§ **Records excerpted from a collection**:
========================
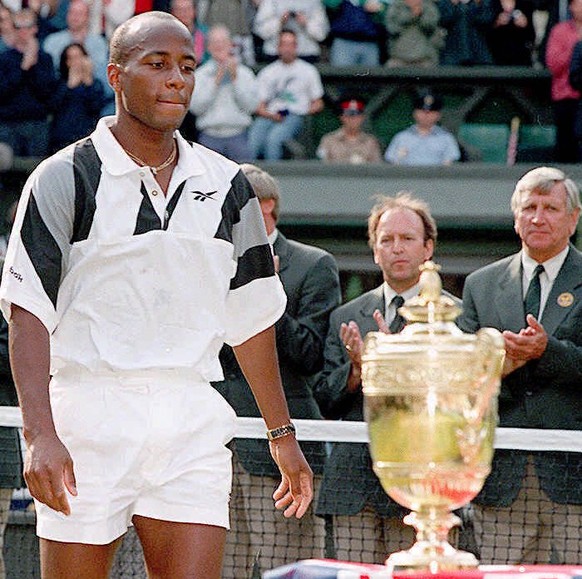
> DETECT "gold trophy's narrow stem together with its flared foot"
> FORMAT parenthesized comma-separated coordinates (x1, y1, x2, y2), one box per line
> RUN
(386, 507, 479, 573)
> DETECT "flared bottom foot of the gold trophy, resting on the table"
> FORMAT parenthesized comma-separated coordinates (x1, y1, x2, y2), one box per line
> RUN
(386, 541, 479, 574)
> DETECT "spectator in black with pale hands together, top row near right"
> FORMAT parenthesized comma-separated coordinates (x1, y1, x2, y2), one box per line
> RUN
(488, 0, 536, 66)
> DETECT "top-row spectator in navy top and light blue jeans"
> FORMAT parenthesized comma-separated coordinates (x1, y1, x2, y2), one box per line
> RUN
(323, 0, 388, 66)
========================
§ **Required work**: Going through the entries, return every line holding the word "spectator".

§ **Response box**:
> DETECT "spectator in black with pale hands together, top row near right"
> DETECT "top-row spectator in navy top and light blue jeans"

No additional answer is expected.